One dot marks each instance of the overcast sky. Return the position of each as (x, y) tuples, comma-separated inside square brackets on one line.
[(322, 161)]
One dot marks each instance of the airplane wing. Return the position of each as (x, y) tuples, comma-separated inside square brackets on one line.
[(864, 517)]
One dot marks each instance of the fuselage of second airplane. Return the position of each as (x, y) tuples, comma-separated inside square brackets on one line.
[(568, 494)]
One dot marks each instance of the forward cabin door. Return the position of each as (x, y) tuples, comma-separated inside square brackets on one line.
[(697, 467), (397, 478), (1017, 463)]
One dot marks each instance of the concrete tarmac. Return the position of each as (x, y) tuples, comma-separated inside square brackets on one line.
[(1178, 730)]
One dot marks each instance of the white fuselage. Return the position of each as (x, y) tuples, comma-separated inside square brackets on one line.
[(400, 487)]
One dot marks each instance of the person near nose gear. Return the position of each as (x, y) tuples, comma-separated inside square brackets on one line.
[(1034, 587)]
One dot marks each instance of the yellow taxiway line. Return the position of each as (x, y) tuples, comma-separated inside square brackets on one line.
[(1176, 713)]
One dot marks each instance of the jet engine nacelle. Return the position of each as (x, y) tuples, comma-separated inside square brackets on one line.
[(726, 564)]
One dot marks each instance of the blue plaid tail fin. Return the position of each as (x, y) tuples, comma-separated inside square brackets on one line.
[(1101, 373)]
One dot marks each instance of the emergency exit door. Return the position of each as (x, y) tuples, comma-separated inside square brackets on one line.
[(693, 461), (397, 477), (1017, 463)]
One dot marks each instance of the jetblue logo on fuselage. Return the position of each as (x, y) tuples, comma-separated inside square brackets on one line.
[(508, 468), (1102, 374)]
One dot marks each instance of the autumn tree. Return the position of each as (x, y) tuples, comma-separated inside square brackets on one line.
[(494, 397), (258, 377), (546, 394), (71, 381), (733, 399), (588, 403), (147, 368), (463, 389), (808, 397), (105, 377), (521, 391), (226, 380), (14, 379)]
☆ ☆ ☆ ☆ ☆ ☆ ☆
Render the lines above as a two-column CSV with the header request,points: one row per line pair, the request text in the first column and its answer in the second, each in a single quoted field with any line breaks replaced by spaces.

ANSWER FOR THIS EXERCISE
request,points
"One dot marks each instance of the overcast sky. Return the position of each as (x, y) tuples, comma-separated inside square brackets on one line.","[(322, 161)]"
"One dot marks each instance of the airplane wing. Return the position of each as (x, y) tuples, comma-separated inside square brackets on one line.","[(864, 517)]"
"One dot marks each instance of the fuselage of second airplane. Return the position of each as (x, y) tuples, comma-separated inside square brackets on one line.","[(568, 494)]"
"One dot marks each instance of the forward cabin door. Return the position of each as (x, y) tuples, comma-separated inside square brackets on one line.","[(697, 467), (397, 478), (1017, 463)]"
"One dot marks each instance of the concrete tarmac. Return the position of each as (x, y) tuples, comma-separated inside square brackets on one line.","[(1178, 730)]"
"One dot marks each instance of the white fuselage. Return the position of each as (x, y) tuples, comma-separated inside square brackets on one line.","[(400, 487)]"
"One dot marks each instance of the person near nose gear. Return the position of each as (x, y) tuples, comma-separated inside square brackets on one line.","[(1034, 587)]"
"One dot marks each instance of the yellow taxiway line. Return the position of each as (x, y) tuples, comma-separated inside square brackets on one line.","[(1176, 713)]"
"One dot marks each instance of the jet engine nacelle. Return the position of each as (x, y) tuples, comma-separated inside square brackets on one line.","[(726, 564)]"
"One dot marks each instance of the blue plaid tail fin. Return the position of each as (x, y) tuples, comma-separated inside square brackets on one line.","[(1101, 373)]"
"One dot marks each instance of the emergency exit door. Return the position of each as (x, y) tuples, comma-separated inside square brackets on one line.","[(693, 461), (397, 477), (1017, 463)]"
"One dot marks each instance of the jetblue logo on fuselage. Return the position of each as (x, y) tuples, comma-separated inside square brackets on one line.","[(508, 468), (1102, 374)]"
"One dot marks each instance of the autumn tree. Return the position of each as (x, y) tuples, comma-separated inside square brackets on one line.","[(494, 397), (258, 377), (546, 394), (71, 381), (733, 399), (588, 403), (147, 368), (463, 389), (808, 397), (105, 377), (521, 391), (226, 380), (14, 379)]"